Convert the records below into a Markdown table with the columns "No." and "Line", numbering each row and omitting any blank lines.

═════ Recorded information ═════

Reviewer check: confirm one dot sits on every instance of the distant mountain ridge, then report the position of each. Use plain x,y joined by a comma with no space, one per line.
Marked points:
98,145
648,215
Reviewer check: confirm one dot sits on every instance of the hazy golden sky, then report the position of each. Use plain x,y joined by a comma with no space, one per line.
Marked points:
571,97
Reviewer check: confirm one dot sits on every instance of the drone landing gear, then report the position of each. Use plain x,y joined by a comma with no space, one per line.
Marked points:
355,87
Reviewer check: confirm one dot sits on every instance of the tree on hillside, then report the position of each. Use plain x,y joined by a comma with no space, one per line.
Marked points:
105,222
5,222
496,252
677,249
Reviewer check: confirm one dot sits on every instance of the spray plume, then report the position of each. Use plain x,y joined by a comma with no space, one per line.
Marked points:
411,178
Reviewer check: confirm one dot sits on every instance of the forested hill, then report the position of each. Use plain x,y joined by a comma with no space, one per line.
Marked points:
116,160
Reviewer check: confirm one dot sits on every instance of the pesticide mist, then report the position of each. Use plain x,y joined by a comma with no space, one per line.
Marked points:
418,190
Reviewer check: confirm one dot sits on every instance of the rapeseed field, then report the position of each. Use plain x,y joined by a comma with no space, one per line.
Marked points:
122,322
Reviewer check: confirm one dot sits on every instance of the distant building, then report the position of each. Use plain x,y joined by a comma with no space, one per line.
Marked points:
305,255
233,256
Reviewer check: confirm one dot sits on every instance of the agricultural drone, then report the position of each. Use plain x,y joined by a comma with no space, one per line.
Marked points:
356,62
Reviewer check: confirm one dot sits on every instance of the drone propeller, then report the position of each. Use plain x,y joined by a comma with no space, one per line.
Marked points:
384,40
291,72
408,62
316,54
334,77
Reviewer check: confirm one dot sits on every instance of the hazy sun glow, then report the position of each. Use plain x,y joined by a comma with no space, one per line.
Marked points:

═════

The answer.
| No. | Line |
|---|---|
| 1 | Reviewer check: confirm one dot sits on every instance of the distant mountain ridge, then report the position of each. Use plain x,y joined by a comma with no space, one per line. |
| 2 | Marked points: |
| 3 | 98,145 |
| 4 | 648,215 |
| 5 | Reviewer check: confirm one dot sits on every instance of the hazy golden sky, then report the position of each. Use plain x,y joined by a comma with no space, one per line. |
| 6 | Marked points: |
| 7 | 571,97 |
| 8 | Reviewer check: confirm one dot sits on every instance of the drone landing gear, then report the position of each. Use plain x,y joined by a comma with no space, one per line. |
| 9 | Marked points: |
| 10 | 355,87 |
| 11 | Reviewer check: confirm one dot sits on every instance of the tree on hillside, then report the position of each. Use plain x,y joined by a comma with no space, one per line. |
| 12 | Marked points: |
| 13 | 105,222 |
| 14 | 5,222 |
| 15 | 496,252 |
| 16 | 677,249 |
| 17 | Reviewer check: confirm one dot sits on every instance of the spray plume, then report the position of each. Use plain x,y joined by a comma with no space, one per line. |
| 18 | Marked points: |
| 19 | 411,178 |
| 20 | Reviewer check: confirm one dot sits on every instance of the forested hill, then report the position of each. Use plain x,y joined by a comma with no space, one per line. |
| 21 | Marked points: |
| 22 | 116,160 |
| 23 | Reviewer check: confirm one dot sits on every instance of the pesticide mist, then report the position of each. Use plain x,y joined by a comma with no space, one per line. |
| 24 | Marked points: |
| 25 | 418,190 |
| 26 | Reviewer check: confirm one dot sits on every instance of the rapeseed field, then report the position of each. Use plain x,y joined by a comma with no space, one per line. |
| 27 | Marked points: |
| 28 | 122,322 |
| 29 | Reviewer check: confirm one dot sits on every instance of the distant building, then report the position of each. Use plain x,y joined by a comma with no space, one per line. |
| 30 | Marked points: |
| 31 | 305,255 |
| 32 | 233,256 |
| 33 | Reviewer check: confirm one dot sits on every instance of the agricultural drone, then report the position of each. Use plain x,y joined by a comma with no space, one per line. |
| 34 | Marked points: |
| 35 | 356,62 |
| 36 | Reviewer check: confirm one dot sits on every instance of the drone propeller, then report the position of each. Use plain x,y joined by a comma with no space, one per line. |
| 37 | Marked points: |
| 38 | 384,40 |
| 39 | 291,72 |
| 40 | 408,62 |
| 41 | 316,54 |
| 42 | 334,77 |
| 43 | Reviewer check: confirm one dot sits on every instance of the hazy sun glow, then report the position of each. Use plain x,y joined by a comma with no space, one per line. |
| 44 | Marked points: |